John CORBY, Plaintiff and Respondent, v. GULF INSURANCE COMPANY, Defendant and Appellant.

No. B164482.

Decided: January 21, 2004

 James S. Link, Pasadena, and Larry A. Rothstein, Woodland Hills, for Defendant and Appellant. Law Offices of Jerry K. Staub, Jerry K. Staub, and Patricia Venegas, Los Angeles, for Plaintiff and Respondent.


This case concerns a surety bond issued by appellant Gulf Insurance Company pursuant to Business and Professions Code 1 sections 11013.2 and 11013.4,2 part of the California Subdivided Lands Law. Those statutes provide that it is unlawful for a developer to sell lots or parcels within a subdivision unless the money paid or advanced by purchasers is safeguarded pending transfer of title.   The statutes give the developer several options for accomplishing this, one of which is to furnish a bond “to the State of California ․ for the benefit and protection of purchasers or lessees of such lots or parcels, in such amount and subject to such terms as may be approved by the commissioner, which shall provide for the return of moneys paid or advanced by any purchaser ․” (§ 11013.2, subd. (c);  § 11013.4, subd. (b).)

The plaintiff in this case, John Corby, sought to buy a house in a project subject to the Subdivided Lands Law. Gulf issued a bond to the developer.   The bond, issued on a Department of Real Estate form under sections 11013.2 and 11013.4, provides that it is “for the benefit and protection of each and every purchaser of any lot or lots within each and every subdivision now or hereafter offered for sale or lease, or sold or leased․”

When  Corby sought recourse to the bond, Gulf denied coverage on the ground that he had deposited his money with the developer prior to the date the bond was issued.3  We conclude, as did the trial court, that Corby was entitled to recover under the bond.


This case was tried on undisputed facts:  on February 4, 2001, Corby signed a purchase agreement with La Vina Estates, LLC, agreeing to purchase a house in a planned community then being developed.   He deposited $10,000 into escrow.   The house was not yet complete, and the closing date estimated in the contract was June 15, 2001.   Between February 9 and April 15, Corby paid La Vina Estates and its related entities almost $109,000 for options and upgrades.

On May 25, 2001, Gulf Insurance Company issued a rider to a blanket surety bond previously issued to Compass Homes, a principal in La Vina. The rider added La Vina Estates and 10 other limited liability corporations as principals to the bond.

The bond itself followed the language prescribed by the California Department of Real Estate for such bonds and read, in pertinent part, “Whereas, Principal has elected, in lieu of individual tract bonds, to give this surety bond to the State of California in compliance with Section 11013.2(c) and/or Section 11013.4(b) of the Business and Professions Code of the State of California, as applicable, as a blanket and continuing obligation for the benefit and protection of each and every purchaser of any lot or lots within each and every subdivision now or hereafter offered for sale or lease, or sold or leased by Principal directly or through his agents in the State of California.”

CHALLENGES >>
1. According to the court opinion, how much money did Corby deposit into escrow when he signed the purchase agreement?
2. Write the next part of the court opinion, picking up after its final sentence.
The records come from a separate source unrelated to the court opinion.

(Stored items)

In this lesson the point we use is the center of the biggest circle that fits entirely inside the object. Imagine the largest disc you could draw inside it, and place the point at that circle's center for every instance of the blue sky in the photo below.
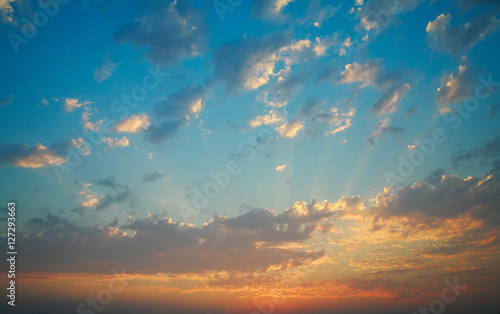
(324, 98)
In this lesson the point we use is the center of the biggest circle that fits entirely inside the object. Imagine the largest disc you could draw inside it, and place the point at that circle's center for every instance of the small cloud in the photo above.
(382, 128)
(104, 72)
(459, 38)
(34, 157)
(271, 118)
(281, 168)
(71, 104)
(411, 147)
(152, 176)
(81, 145)
(289, 129)
(456, 86)
(133, 124)
(115, 142)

WRITTEN ANSWERS >>
1. $10,000

2.
The closing date on Corby's purchase was extended several times, the last extension being to December 15, 2001.   However, no progress had been made on the house for some time, and Corby lawfully cancelled his escrow on January 7, 2002.   The escrow company returned $9,900 to Corby, but he did not receive any part of the $109,000.   He made a claim on Gulf for that sum.   Gulf denied the claim on the ground that Corby had entered into the purchase contract and purchased the upgrades before the bond was issued.

 Corby sued Gulf and others.4  As to Gulf, the case was tried to the court, which found that the bond covered Corby's claim, ruling that the “now and hereafter” language of the bond applied to lots “offered for sale or lease,” but that “sold or leased” was an independent clause, not subject to that limit.

Applicable Law

 The question before us on appeal concerns interpretation of a written instrument, the bond, and our review is thus de novo.  (Cooper Companies v. Transcontinental Ins. Co. (1995) 31 Cal.App.4th 1094, 1100, 37 Cal.Rptr.2d 508.)

 In general, a surety bond is interpreted by the same rules as other contracts.  (Bank of America v. Dowdy (1960) 186 Cal.App.2d 690, 693, 9 Cal.Rptr. 779.)   That is, we seek to discover the intent of the parties, primarily by examining the words the parties have chosen (Airlines Reporting Corp. v. United States Fidelity & Guaranty Co. (1995) 31 Cal.App.4th 1458, 1461, 37 Cal.Rptr.2d 563) giving effect to the ordinary meaning of those words.  (Stamm Theatres, Inc. v. Hartford Casualty Ins. Co. (2001) 93 Cal.App.4th 531, 538, 113 Cal.Rptr.2d 300.)   Finally, “ ‘Where a surety bond is given pursuant to the requirements of a particular statute, the statutory provisions are incorporated into the bond.’  [Citation.]”  (Bank of America v. Dowdy, supra, 186 Cal.App.2d at p. 693, 9 Cal.Rptr. 779.)

 Gulf points out the words of this bond were not chosen by the parties, but that the bond was issued on a California Department of Real Estate form, then argues that the rules of statutory interpretation, not contract interpretation, apply, so that we should give effect to the intent of the Legislature, not the parties. Gulf argues that the Legislature intended a narrow reading of the bond, reaching this conclusion by combining the rule that in making legislation, the Legislature is presumed to have knowledge of existing law, with the long-standing principle that a surety on an official bond undertakes no liability for anything which is not within the letter of his contract.  (Goggin v. Reliance Ins. Co. (1962) 200 Cal.App.2d 361, 365, 19 Cal.Rptr. 446.)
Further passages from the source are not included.